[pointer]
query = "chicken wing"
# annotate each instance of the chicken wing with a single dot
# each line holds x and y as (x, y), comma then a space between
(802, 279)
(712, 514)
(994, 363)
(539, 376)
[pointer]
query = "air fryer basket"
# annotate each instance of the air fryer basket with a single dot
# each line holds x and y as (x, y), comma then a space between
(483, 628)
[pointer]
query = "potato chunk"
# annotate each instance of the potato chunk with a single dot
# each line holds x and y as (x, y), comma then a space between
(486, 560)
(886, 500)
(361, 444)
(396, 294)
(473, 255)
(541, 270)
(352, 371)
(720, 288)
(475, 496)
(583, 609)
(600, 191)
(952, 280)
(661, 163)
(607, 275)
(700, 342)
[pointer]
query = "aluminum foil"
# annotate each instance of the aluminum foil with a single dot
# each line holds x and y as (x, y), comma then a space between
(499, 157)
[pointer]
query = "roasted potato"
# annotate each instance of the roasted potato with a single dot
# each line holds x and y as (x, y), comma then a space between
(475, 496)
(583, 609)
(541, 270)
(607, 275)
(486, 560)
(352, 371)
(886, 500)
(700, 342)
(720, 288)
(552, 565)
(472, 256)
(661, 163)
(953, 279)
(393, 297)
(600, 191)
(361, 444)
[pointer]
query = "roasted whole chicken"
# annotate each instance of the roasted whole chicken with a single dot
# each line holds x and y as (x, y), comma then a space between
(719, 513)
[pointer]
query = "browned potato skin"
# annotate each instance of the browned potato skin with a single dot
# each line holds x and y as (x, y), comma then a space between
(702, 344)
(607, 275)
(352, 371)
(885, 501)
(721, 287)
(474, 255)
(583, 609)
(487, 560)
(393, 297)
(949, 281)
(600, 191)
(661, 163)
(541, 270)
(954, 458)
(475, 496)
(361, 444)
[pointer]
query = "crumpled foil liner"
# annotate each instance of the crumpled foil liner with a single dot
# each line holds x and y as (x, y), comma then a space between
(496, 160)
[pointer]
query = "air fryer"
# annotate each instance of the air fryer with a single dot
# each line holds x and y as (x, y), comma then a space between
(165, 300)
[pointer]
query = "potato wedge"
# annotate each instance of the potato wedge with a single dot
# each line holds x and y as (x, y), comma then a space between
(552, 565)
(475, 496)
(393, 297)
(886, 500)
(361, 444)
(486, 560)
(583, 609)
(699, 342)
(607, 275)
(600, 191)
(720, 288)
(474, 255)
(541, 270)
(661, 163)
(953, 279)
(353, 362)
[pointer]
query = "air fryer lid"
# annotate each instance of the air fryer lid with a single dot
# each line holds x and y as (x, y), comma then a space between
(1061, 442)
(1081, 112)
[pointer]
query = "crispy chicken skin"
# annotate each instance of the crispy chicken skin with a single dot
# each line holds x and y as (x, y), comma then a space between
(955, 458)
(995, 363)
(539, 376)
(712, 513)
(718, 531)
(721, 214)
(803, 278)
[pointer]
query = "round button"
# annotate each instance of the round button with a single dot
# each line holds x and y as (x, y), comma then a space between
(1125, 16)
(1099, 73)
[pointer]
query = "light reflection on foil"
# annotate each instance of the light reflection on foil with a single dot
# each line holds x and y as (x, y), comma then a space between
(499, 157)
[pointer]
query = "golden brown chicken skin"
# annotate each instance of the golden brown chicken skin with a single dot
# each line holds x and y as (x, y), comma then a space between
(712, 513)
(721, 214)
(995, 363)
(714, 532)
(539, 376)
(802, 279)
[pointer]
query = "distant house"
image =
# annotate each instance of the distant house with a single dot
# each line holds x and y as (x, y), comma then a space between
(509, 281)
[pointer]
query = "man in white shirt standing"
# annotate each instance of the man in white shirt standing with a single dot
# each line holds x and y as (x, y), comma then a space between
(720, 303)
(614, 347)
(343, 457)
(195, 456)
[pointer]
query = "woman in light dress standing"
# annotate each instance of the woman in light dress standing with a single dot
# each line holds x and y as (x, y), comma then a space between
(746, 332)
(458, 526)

> **Work to do**
Select every line of the records above that contains the word "chunk" and copy each one out.

> **Written response**
query = "potato chunk"
# annotate each instance of the potato chunk with a single dot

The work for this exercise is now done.